=== What you are asked to do ===
Name every highway that the report below on Manitoba's Sunday storm says has reopened.

=== Source passage ===
::::

Traffic around southern Manitoba is flowing a little easier now that all highways have reopened following Sunday's storm.

Blizzard-like conditions reduced visibility in many places Sunday but as the winds eased up and conditions improved, the roads began to reopen late in the day.

As of Monday morning, there were only two closures remaining but both are now clear of barricades:

  • Highway 1 (Trans-Canada) between Portage la Prairie and Headingley.
  • Highway 2 between Highways 332 and 240 (between Starbuck and St. Claude).

The Trans-Canada reopened by 7:45 a.m. CT and Highway 2 followed suit by 8:30 a.m. CT.

Another major route that had been impacted, Highway 75 from the south Perimeter Highway to the United States border, reopened just after 10 p.m. CT Sunday. The province also opened highways 3 and 23 after road conditions improved late Sunday.

Blowing snow blasts southern Manitoba0:32

RAW: Bad weather closes several Manitoba highways on Sunday0:31

Manitoba RCMP reported at least 14 collisions in the province on Sunday, and were warning drivers of numerous stranded motorists and cars in ditches.

::::

=== Recorded data ===
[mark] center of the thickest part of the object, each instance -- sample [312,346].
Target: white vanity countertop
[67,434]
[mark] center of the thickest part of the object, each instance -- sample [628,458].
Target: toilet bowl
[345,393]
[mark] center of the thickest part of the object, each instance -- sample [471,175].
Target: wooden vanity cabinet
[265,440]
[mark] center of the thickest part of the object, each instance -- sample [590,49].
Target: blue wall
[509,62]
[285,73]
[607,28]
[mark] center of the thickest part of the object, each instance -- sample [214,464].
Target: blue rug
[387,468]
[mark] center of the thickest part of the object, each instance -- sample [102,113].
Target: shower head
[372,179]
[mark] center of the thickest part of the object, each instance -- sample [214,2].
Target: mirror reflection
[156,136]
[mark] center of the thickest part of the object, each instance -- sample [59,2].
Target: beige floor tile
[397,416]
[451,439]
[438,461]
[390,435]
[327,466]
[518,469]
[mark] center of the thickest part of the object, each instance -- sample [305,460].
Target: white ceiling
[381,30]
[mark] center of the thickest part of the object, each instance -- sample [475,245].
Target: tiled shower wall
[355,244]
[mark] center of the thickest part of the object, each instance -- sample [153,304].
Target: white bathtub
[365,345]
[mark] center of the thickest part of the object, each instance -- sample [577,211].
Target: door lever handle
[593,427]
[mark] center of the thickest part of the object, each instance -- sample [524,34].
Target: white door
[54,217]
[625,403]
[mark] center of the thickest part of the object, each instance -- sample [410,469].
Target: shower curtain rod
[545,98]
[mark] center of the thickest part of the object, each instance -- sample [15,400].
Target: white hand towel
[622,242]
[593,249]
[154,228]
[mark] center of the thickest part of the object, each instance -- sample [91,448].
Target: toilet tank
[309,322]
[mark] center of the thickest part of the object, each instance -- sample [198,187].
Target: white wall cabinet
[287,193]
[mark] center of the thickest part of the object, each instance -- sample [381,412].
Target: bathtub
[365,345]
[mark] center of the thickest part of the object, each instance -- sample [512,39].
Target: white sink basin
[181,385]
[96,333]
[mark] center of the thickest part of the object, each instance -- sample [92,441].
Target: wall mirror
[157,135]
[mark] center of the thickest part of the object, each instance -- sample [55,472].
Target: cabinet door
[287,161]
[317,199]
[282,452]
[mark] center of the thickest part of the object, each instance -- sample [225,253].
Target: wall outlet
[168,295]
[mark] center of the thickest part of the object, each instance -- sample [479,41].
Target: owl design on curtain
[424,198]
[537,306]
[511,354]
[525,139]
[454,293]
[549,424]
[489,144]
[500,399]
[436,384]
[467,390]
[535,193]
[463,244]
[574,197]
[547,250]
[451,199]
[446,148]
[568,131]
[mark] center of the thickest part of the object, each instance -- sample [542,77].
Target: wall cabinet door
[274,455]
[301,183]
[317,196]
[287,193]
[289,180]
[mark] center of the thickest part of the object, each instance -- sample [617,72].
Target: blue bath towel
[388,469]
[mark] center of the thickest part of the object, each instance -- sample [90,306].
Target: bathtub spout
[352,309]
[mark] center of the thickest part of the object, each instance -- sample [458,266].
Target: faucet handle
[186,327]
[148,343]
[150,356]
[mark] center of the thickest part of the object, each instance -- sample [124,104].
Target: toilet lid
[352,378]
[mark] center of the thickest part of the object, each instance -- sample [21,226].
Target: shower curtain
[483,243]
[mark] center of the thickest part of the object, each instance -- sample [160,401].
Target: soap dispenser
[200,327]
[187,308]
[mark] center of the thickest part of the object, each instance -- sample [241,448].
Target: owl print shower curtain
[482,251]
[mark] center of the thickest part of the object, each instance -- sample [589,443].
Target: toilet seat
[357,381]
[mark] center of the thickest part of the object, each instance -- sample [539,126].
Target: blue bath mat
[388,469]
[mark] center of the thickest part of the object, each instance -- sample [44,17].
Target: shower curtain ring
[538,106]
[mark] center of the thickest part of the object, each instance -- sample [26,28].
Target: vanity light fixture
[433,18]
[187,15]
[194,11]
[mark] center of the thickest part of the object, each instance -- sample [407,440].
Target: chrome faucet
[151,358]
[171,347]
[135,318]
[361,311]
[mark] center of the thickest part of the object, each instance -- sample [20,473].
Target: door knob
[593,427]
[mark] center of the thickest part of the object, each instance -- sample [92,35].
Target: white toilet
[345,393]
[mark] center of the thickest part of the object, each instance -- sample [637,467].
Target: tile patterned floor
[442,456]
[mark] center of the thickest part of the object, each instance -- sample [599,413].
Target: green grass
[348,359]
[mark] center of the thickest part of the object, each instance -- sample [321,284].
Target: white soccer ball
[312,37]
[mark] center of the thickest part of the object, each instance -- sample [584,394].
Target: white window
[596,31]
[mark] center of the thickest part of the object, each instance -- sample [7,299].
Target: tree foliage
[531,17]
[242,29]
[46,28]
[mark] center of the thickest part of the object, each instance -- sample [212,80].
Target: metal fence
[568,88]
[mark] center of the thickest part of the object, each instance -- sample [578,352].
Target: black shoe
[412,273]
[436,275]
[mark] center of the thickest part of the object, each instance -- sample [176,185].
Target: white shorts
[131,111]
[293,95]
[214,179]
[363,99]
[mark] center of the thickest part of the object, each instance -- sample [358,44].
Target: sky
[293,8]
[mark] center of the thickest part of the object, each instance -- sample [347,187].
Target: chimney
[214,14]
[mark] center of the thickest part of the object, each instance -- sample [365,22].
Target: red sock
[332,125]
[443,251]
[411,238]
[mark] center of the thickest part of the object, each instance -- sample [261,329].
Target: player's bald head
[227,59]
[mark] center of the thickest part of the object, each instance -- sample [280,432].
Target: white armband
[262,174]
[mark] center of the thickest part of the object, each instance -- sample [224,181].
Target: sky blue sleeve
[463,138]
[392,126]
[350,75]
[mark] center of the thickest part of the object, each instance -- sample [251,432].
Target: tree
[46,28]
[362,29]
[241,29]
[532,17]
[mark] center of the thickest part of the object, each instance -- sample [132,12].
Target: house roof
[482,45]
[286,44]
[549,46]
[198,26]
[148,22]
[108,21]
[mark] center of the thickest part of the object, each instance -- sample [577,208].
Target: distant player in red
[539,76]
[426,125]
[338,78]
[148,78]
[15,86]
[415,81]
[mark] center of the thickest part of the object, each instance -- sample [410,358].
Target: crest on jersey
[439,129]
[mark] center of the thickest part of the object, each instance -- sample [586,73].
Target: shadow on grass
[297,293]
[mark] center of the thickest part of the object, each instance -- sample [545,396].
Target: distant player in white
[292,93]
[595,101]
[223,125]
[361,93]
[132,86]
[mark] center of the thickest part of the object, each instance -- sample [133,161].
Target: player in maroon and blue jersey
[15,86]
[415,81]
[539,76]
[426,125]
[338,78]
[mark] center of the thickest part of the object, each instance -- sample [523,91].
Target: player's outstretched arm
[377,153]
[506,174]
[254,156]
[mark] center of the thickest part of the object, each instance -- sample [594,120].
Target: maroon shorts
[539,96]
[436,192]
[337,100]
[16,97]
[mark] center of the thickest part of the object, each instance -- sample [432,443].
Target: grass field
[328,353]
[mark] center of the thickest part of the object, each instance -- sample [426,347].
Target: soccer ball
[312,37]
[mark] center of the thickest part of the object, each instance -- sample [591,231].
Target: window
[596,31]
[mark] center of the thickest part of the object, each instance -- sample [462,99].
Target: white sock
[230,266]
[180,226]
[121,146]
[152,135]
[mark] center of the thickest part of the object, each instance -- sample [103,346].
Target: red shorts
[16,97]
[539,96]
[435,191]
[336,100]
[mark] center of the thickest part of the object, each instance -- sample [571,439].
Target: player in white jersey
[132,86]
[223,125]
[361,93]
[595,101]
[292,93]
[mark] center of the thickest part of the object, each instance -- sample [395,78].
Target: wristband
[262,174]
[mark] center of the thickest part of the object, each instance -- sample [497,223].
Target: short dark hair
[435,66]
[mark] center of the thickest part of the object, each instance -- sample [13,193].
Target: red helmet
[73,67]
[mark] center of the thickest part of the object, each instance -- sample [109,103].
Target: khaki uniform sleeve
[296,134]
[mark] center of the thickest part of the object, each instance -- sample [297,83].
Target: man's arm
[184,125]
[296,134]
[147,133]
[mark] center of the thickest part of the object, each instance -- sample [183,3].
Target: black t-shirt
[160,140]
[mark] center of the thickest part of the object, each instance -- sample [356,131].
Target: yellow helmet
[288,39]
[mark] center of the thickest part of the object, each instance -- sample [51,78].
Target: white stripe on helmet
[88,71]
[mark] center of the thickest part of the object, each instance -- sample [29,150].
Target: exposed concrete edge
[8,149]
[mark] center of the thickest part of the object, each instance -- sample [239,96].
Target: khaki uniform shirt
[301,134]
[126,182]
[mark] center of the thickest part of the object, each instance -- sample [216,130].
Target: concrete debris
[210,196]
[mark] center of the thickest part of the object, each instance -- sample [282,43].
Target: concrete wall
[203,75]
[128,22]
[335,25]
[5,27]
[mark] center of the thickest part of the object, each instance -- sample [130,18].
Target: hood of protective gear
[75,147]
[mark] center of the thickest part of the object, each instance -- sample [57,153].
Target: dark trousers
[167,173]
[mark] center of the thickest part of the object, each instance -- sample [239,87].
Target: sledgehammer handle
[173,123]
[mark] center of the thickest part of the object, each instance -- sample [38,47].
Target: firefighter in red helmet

::::

=== Solution to this exercise ===
Highway 1 (Trans-Canada), Highway 2, Highway 75, Highway 3, Highway 23